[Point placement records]
^^^^^^^^

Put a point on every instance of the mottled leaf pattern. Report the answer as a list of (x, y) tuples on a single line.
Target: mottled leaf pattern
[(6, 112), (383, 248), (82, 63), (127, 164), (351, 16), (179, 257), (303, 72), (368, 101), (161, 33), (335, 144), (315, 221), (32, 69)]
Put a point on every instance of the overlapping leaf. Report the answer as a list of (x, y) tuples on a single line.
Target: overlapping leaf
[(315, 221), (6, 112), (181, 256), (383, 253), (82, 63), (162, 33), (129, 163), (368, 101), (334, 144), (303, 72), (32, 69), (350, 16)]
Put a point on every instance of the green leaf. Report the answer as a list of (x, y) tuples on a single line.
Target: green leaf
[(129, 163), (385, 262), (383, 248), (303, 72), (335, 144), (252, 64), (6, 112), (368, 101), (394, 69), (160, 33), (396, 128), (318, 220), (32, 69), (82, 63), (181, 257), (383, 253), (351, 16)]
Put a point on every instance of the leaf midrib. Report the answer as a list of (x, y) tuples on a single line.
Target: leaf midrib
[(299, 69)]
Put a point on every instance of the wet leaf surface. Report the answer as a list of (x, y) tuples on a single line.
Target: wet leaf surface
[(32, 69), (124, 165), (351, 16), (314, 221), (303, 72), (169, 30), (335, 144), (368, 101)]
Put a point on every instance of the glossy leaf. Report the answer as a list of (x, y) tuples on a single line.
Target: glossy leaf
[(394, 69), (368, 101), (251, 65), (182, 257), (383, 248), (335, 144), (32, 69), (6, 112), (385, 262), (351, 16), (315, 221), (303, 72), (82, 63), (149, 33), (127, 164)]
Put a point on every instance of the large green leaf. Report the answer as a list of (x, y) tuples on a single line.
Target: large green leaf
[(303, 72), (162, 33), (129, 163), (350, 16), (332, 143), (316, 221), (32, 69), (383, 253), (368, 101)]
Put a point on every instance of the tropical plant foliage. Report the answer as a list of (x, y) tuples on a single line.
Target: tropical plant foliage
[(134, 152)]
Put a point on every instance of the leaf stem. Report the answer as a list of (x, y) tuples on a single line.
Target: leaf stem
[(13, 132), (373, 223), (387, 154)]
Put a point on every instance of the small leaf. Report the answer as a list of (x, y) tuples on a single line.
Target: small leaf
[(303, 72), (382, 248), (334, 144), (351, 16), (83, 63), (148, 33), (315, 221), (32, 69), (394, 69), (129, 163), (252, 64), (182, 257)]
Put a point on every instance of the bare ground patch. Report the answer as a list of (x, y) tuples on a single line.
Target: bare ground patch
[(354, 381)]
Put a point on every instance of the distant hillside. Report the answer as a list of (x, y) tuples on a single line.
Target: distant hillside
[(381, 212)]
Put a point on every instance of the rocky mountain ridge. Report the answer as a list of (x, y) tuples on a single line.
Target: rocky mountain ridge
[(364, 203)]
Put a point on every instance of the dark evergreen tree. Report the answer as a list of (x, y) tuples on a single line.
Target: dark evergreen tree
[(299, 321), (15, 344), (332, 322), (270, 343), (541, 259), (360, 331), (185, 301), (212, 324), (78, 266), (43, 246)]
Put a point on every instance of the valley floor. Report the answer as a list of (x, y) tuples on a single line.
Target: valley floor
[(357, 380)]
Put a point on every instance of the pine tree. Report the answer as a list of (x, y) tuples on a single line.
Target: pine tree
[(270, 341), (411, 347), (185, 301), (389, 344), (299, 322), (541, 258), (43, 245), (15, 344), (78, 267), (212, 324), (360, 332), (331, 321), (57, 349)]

^^^^^^^^

Aim: Echo the lines between the line holding "Put a point on every instance of the wet" and the line holding "144), (368, 101)]", inclusive.

Exercise solution:
Put a point on every instance of the wet leaf surface. Report the answer as a list of (x, y) tuples on a single line.
Target: wet leaf surface
[(32, 69), (124, 165), (351, 16), (314, 221), (303, 72), (169, 30), (335, 144), (368, 101)]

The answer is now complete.